Copy the rows from the line containing "Confirm that each instance of the cessna" through the line containing "pixel 401 339" exactly, with nothing added.

_PROVIDED ENTRIES:_
[BEGIN]

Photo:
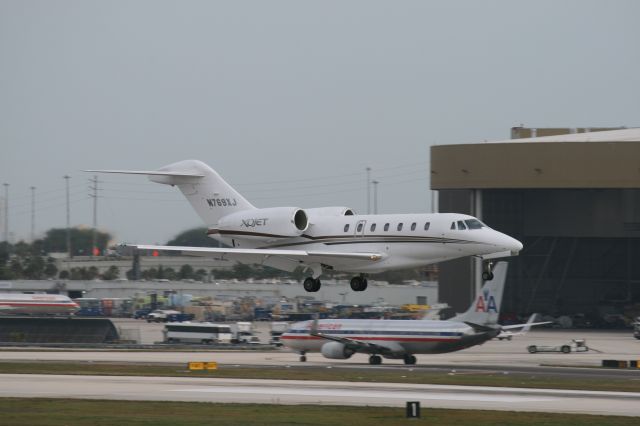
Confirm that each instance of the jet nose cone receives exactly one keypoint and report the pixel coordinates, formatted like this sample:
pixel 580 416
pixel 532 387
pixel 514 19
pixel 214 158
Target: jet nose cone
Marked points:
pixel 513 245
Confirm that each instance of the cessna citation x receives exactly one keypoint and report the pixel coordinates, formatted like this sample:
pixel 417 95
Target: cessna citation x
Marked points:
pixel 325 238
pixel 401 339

[END]
[BEGIN]

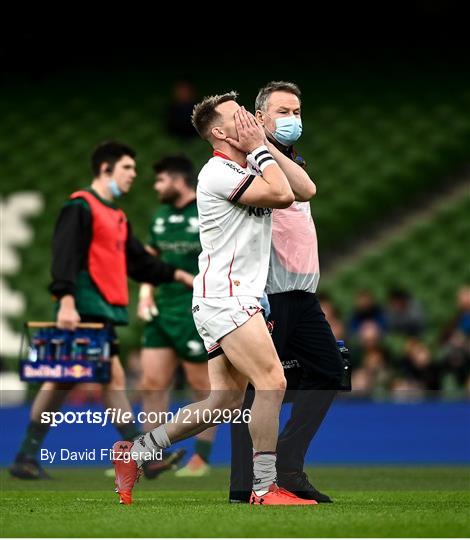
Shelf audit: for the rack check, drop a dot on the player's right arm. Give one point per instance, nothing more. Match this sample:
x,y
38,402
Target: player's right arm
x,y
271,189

[END]

_COMPLETED TASK:_
Confirm that each instance of the cessna citation x receives exactly one keypoint and report the pixel coordinates, formatted like this sample:
pixel 417 95
Target: cessna citation x
Marked points:
pixel 325 238
pixel 401 339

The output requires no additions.